_Extract provided_:
[start]

*****************
Idris' Internals
*****************

Note: this is still a fairly raw set of notes taken by David
Christiansen at Edwin's presentation at the 2013 Idris Developers
Meeting. They're in the process of turning into a useful guide - feel
free to contribute.

This document assumes that you are already familiar with Idris. It is
intended for those who want to work on the internals.

People looking to develop new back ends may want to look at [[Idris back
end IRs\|Idris-back-end-IRs]]

Core/TT.hs
==========

Idris is compiled to a simple, explicit core language. This core
language is called TT because it looks a bit like a Π. It's a minimal
language, with a locally nameless representation. That is, local
variables are represented with de Bruijn indices and globally-defined
constants are represented with names.

The ``TT`` datatype uses a trick that is common in the Idris code: it is
polymorphic over the type of names stored in it, and it derives
``Functor``. This allows ``fmap`` to be used as a general-purpose
traversal.

[end]

_Provided entries_:
[start]

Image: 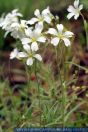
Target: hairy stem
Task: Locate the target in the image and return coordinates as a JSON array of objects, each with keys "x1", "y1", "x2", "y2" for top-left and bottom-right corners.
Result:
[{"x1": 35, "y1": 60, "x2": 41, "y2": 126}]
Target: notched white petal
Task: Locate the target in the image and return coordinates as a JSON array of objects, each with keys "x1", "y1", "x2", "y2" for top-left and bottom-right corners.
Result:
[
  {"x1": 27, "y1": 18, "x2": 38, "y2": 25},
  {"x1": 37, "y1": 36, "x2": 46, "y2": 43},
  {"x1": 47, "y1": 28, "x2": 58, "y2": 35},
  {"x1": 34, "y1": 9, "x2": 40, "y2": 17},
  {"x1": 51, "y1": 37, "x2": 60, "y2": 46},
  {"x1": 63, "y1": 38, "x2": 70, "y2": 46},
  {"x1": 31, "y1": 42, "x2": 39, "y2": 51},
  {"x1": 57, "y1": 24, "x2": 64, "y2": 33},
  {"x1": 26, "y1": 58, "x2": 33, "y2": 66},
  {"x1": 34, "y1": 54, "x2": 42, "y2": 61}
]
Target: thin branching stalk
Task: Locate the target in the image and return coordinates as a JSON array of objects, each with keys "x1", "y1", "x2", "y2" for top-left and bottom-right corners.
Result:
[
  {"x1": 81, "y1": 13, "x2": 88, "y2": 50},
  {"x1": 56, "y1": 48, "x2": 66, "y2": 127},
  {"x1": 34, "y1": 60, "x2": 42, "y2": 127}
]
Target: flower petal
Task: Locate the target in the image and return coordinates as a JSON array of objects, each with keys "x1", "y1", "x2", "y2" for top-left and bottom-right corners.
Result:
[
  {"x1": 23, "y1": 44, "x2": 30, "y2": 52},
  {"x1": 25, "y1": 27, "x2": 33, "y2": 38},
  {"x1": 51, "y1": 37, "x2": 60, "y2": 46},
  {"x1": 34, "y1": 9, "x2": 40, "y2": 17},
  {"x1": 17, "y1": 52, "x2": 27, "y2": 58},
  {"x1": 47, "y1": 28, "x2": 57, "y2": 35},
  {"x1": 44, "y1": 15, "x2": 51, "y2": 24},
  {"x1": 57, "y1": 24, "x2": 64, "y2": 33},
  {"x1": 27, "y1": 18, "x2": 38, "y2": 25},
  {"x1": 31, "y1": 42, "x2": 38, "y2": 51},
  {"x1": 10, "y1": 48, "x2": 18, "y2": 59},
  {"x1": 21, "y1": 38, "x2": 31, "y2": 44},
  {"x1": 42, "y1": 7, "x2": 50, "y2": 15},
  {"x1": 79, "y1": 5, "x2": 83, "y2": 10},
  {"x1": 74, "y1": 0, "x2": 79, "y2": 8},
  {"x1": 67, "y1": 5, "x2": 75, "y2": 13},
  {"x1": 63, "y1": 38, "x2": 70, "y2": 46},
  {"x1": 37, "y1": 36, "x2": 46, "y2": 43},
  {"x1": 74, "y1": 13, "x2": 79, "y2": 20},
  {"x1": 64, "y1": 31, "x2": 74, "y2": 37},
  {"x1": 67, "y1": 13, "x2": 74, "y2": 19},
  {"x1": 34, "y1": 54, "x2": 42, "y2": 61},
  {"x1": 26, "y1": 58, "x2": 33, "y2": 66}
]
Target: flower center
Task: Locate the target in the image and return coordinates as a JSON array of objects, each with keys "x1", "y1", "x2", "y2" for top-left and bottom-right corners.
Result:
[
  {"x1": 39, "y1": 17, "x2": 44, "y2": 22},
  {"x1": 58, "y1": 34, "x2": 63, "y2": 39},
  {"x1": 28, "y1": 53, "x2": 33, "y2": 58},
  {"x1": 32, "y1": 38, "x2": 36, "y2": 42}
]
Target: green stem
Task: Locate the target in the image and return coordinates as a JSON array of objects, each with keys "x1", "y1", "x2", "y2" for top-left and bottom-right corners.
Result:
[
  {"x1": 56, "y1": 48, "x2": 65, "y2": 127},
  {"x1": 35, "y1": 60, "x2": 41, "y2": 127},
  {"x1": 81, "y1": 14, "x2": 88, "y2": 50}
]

[end]
[start]

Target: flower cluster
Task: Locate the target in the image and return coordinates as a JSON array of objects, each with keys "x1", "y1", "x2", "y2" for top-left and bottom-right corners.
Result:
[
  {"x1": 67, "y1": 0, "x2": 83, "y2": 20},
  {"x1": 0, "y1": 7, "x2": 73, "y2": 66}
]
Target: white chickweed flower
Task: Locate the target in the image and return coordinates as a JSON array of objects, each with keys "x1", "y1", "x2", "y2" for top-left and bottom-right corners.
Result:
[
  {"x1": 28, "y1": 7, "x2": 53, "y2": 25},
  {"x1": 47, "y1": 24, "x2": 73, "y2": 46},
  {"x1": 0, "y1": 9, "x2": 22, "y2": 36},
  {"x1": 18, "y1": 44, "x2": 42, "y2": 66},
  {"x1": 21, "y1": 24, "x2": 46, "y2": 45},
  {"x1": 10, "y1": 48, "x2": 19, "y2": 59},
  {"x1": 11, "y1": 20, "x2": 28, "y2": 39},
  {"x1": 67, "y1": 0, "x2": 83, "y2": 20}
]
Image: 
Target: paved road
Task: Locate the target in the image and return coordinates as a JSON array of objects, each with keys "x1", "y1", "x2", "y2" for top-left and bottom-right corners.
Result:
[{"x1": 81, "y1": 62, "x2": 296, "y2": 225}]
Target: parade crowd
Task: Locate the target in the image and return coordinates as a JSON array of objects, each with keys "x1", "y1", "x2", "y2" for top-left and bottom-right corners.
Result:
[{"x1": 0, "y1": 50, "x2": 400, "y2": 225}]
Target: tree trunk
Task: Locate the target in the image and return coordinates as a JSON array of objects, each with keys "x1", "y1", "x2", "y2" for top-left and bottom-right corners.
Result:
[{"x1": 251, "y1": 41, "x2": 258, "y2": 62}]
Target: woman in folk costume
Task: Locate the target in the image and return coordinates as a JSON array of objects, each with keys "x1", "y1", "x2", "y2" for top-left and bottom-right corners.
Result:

[end]

_Set task A_:
Check each statement below against the Idris internals notes. For (i), (ii) and (iii), answer yes or no and quote the words from the notes that decide it.
(i) In TT, local variables are represented with de Bruijn indices.
(ii) The notes were taken at the 2014 Idris Developers Meeting.
(iii) The core language got the name TT because it looks somewhat like a Π.
_Set task B_: Pull out every line of the records that contains the string "stem". Case counts.

_Complete answer A_:
(i) Yes: "local variables are represented with de Bruijn indices"
(ii) No: "at the 2013 Idris Developers Meeting"
(iii) Yes: "This core language is called TT because it looks a bit like a Π"

_Complete answer B_:
Target: hairy stem
Target: green stem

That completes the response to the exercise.